Annotated coordinate records:
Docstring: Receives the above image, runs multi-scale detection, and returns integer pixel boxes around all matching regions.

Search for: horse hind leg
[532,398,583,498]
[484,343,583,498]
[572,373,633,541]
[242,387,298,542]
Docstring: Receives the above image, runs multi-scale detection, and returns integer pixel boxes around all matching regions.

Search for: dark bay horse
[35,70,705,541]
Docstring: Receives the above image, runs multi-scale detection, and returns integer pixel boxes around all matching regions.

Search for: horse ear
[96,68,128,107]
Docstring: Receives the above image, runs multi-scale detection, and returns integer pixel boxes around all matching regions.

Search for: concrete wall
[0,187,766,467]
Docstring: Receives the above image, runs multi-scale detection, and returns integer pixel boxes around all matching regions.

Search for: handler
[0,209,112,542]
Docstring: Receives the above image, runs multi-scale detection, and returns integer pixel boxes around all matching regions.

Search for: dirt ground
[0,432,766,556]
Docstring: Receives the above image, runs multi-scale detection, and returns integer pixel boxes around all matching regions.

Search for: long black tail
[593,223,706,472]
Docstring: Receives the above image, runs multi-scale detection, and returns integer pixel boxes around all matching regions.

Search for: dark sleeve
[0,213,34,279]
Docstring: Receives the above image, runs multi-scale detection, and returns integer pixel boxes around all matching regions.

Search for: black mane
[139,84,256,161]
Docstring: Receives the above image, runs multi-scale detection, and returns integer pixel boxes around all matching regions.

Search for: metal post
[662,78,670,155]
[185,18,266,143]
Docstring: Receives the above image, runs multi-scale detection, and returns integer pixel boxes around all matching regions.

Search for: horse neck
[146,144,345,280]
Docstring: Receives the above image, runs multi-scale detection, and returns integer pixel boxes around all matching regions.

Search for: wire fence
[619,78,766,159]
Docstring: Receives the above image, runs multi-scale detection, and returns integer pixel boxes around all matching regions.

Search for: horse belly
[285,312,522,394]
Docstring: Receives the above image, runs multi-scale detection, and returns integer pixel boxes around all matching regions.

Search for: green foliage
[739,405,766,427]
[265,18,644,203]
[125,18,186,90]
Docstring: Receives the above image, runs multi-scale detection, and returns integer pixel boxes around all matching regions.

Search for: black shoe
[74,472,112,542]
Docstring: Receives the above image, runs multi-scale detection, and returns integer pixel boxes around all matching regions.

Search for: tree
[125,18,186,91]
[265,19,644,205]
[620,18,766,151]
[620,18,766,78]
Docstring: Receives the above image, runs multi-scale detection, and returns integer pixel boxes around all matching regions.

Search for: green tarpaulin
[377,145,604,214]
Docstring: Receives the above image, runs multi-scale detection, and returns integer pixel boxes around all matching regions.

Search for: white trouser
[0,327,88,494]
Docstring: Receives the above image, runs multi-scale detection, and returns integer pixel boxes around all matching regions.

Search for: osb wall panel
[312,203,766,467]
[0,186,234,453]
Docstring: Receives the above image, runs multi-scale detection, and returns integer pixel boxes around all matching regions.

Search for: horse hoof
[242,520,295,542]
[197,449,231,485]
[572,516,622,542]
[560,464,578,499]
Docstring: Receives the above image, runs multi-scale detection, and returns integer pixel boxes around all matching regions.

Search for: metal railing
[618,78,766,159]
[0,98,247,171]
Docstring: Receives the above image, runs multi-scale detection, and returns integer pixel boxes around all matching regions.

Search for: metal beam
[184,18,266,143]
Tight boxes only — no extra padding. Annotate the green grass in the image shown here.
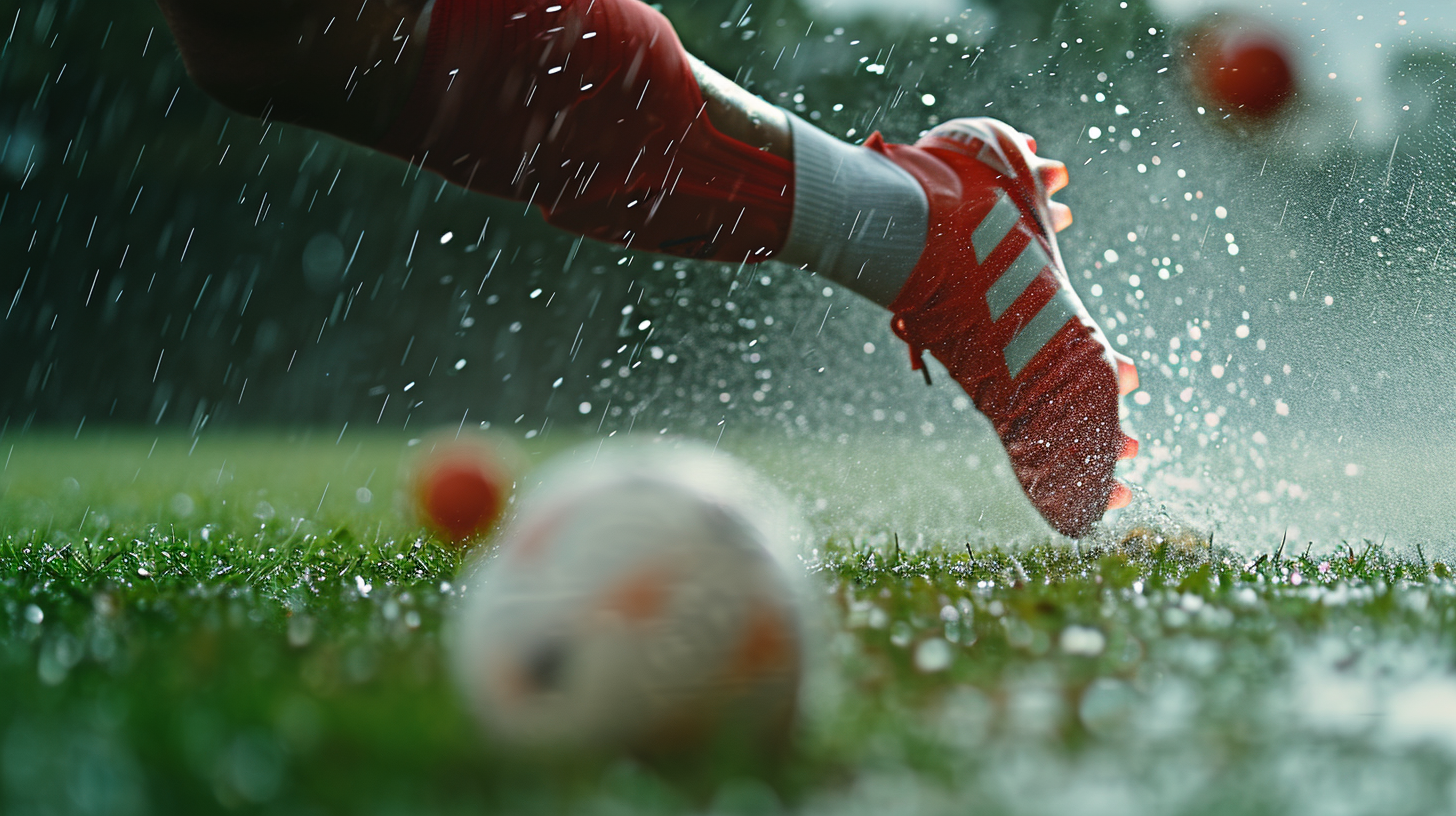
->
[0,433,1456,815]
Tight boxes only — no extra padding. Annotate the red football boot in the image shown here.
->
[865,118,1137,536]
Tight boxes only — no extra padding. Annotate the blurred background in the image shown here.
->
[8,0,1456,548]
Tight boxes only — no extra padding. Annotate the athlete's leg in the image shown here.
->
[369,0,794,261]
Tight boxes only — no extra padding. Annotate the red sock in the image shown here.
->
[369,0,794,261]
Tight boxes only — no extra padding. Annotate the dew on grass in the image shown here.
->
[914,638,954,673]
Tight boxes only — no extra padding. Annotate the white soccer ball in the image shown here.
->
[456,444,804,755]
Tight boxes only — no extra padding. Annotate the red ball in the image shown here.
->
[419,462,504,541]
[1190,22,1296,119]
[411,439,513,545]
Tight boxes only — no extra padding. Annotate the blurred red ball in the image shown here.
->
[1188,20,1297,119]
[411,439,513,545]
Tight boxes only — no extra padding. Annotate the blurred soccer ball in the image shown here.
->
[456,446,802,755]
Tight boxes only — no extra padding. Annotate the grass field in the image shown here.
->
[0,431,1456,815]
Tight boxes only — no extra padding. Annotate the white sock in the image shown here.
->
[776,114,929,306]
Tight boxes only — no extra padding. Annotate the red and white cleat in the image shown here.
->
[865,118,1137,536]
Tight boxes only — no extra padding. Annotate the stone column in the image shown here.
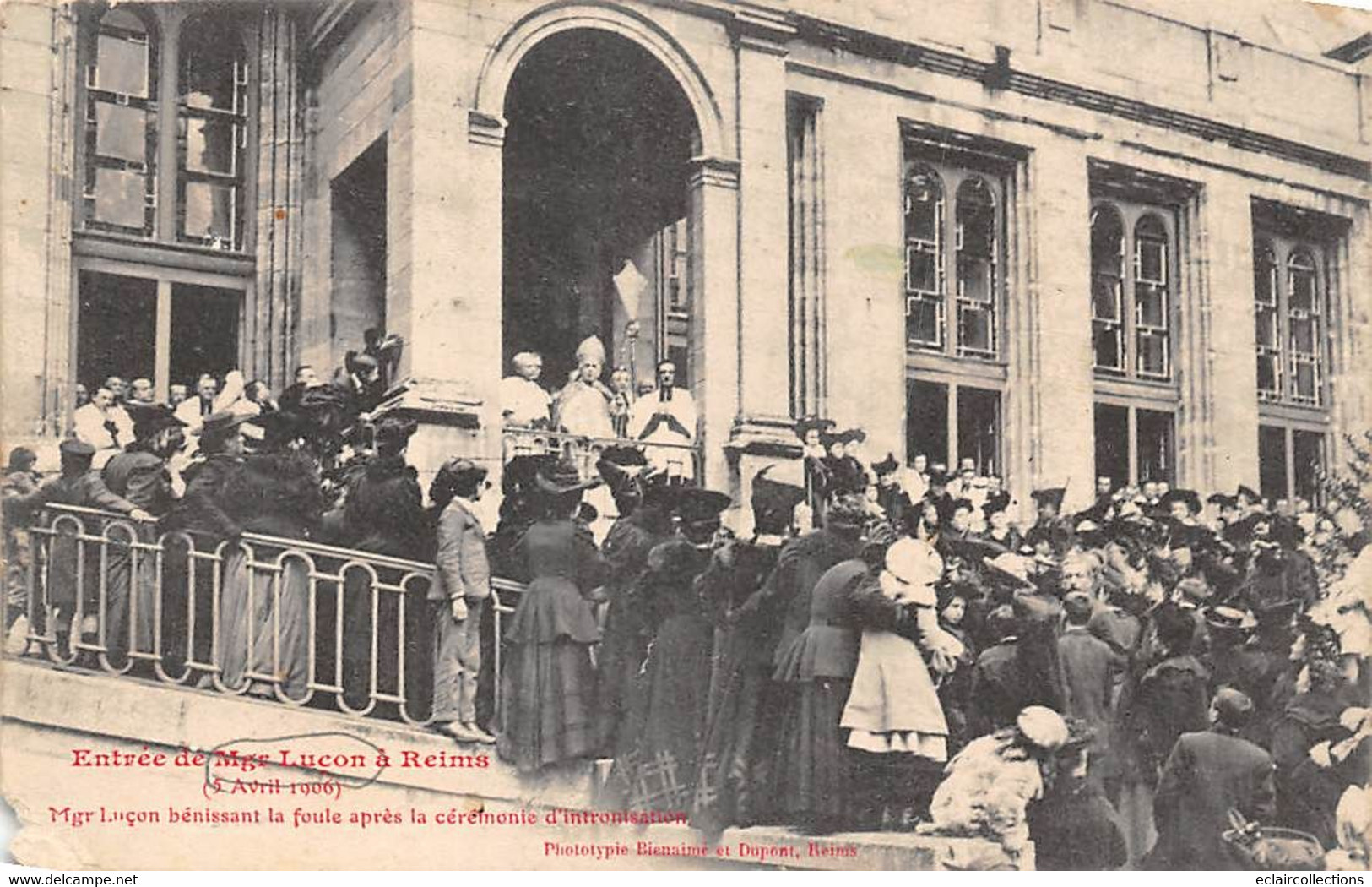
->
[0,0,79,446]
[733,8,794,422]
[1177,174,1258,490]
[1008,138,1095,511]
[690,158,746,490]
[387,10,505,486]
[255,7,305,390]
* * *
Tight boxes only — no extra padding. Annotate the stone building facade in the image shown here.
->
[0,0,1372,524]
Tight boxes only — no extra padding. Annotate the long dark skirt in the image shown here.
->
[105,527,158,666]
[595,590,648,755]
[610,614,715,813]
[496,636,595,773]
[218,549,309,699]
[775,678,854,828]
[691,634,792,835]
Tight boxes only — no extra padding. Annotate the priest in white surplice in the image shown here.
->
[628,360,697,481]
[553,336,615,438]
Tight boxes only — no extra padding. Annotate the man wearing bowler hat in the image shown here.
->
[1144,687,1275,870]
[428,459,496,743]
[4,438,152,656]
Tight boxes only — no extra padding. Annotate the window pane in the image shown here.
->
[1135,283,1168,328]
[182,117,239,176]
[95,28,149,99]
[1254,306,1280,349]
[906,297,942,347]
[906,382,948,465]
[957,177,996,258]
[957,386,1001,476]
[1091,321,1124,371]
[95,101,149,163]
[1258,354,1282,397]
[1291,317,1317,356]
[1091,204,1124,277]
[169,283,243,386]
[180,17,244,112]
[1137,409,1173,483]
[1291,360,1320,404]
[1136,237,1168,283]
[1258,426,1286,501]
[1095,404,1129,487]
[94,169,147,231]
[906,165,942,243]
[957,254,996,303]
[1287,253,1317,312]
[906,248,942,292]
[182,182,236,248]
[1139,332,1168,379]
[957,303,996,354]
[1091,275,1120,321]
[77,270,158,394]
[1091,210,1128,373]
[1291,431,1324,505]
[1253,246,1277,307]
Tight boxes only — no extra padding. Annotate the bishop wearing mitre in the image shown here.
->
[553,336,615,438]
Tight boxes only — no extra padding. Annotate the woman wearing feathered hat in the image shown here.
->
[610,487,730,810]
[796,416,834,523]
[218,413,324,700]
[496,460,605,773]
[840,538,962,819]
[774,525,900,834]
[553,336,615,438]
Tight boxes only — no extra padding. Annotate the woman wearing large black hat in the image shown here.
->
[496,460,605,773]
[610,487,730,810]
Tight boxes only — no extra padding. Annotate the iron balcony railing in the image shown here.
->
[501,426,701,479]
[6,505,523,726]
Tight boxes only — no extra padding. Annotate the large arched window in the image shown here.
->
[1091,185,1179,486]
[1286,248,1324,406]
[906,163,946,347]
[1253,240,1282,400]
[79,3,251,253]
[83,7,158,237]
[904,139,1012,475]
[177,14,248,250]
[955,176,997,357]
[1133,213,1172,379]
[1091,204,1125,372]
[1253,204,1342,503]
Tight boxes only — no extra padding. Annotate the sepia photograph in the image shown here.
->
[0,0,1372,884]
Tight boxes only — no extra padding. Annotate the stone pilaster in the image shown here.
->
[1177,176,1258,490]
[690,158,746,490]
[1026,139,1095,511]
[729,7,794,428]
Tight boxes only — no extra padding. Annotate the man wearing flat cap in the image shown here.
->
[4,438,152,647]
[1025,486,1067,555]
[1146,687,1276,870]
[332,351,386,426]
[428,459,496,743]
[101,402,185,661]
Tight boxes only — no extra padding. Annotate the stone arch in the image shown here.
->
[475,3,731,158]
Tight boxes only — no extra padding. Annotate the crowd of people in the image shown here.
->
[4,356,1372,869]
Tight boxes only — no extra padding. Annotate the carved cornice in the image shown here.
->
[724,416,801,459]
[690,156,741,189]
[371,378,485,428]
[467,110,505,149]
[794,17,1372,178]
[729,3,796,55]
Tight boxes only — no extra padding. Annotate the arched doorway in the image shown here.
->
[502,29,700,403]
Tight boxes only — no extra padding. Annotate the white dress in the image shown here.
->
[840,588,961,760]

_Aim_
Render the lines of the items as a JSON list of strings, one string per line with blank lines omitted, starting at the line that contains "Tight boxes only — no extra padding. Annotate the white soccer" and stopping after the line that contains "[0,431,1456,815]".

_Final result_
[
  "Tight boxes only — no extra padding. Annotate the white soccer ball in the image shown here.",
  "->",
  "[456,444,804,755]",
  "Tight boxes only — no extra padding. Annotate the red ball in the image shown here.",
  "->",
  "[419,462,504,541]",
  "[1190,22,1296,119]",
  "[411,439,513,545]",
  "Tight boxes only — no extra padding. Annotate the blurred red ball in the image shown here.",
  "->",
  "[1188,20,1297,119]",
  "[411,439,513,545]",
  "Tight boxes only — no extra padding. Annotate the blurred soccer ball in the image shown here.",
  "->",
  "[456,446,802,755]",
  "Tight boxes only — no extra padding. Annotate the grass field in the image shown here.",
  "->",
  "[0,431,1456,815]"
]